» **DATA PROVIDED**:
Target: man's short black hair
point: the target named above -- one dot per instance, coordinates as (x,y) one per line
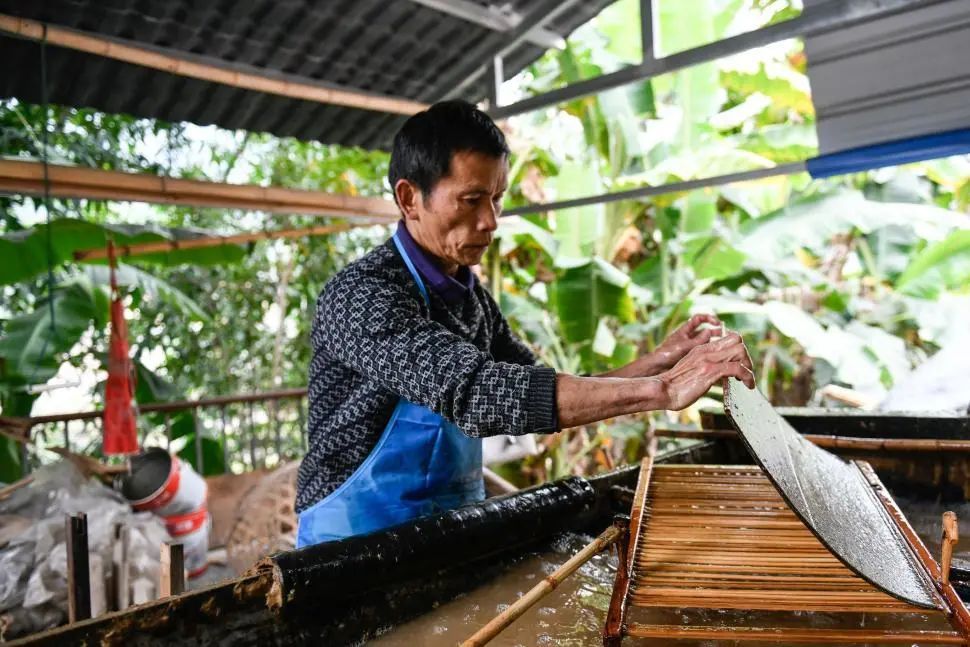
(424,145)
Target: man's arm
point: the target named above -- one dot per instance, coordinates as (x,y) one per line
(581,400)
(380,329)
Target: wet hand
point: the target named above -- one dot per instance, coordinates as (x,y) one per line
(688,336)
(703,366)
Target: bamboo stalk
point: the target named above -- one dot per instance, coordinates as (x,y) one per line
(171,574)
(951,535)
(7,490)
(543,588)
(222,73)
(19,176)
(794,635)
(212,241)
(839,442)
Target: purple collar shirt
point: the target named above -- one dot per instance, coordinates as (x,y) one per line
(450,288)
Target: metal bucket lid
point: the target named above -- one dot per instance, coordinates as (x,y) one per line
(149,472)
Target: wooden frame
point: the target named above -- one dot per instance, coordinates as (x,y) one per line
(762,558)
(216,72)
(28,177)
(214,241)
(837,442)
(613,630)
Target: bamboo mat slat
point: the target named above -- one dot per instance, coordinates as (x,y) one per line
(722,537)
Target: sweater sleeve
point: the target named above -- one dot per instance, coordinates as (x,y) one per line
(381,330)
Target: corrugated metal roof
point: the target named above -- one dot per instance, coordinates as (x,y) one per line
(390,47)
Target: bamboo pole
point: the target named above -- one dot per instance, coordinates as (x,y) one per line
(171,570)
(957,613)
(543,588)
(217,72)
(839,442)
(27,177)
(213,241)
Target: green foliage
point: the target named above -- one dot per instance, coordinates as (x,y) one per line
(29,247)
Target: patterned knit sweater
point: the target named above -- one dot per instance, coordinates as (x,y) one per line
(373,343)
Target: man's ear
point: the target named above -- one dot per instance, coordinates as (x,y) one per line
(408,198)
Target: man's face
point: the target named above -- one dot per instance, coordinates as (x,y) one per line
(456,222)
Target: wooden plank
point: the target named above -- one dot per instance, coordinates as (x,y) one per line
(214,241)
(173,62)
(794,635)
(956,611)
(171,570)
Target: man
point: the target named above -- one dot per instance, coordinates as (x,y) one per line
(413,363)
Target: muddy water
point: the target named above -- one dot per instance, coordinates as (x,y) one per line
(574,613)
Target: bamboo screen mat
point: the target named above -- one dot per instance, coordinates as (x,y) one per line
(722,537)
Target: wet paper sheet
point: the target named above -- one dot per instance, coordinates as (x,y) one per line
(831,496)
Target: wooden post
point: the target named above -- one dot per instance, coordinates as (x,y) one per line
(951,535)
(120,566)
(172,571)
(78,573)
(613,628)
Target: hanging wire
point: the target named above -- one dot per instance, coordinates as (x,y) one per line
(46,201)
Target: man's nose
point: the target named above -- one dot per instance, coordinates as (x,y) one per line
(488,220)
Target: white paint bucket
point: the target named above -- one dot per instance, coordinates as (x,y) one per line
(161,483)
(192,531)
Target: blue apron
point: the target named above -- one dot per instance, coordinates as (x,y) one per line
(421,465)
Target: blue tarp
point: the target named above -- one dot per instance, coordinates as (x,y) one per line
(903,151)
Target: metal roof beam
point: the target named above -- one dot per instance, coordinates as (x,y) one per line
(495,19)
(23,177)
(827,15)
(206,68)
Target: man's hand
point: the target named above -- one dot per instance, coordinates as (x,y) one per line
(688,336)
(702,367)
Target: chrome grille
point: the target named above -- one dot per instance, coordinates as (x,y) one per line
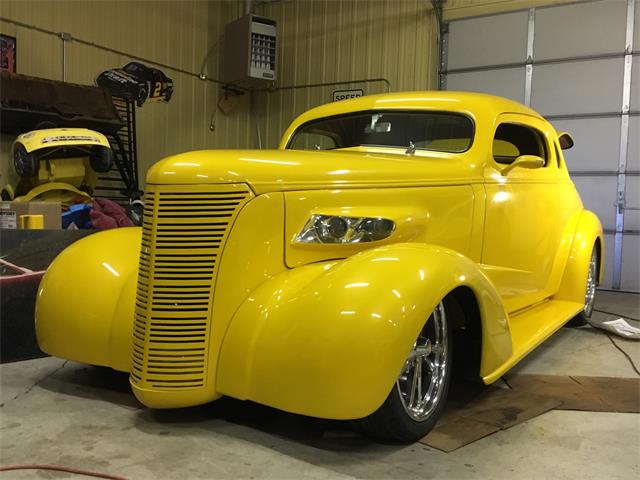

» **WHAT THE TASK ASKS**:
Locate every line in the items above that contains the word "bamboo" and copy each one out. Case counts.

» **WRITTEN SOLUTION**:
Target: bamboo stalk
Target: bamboo mat slat
Target: bamboo pole
Target: bamboo screen mat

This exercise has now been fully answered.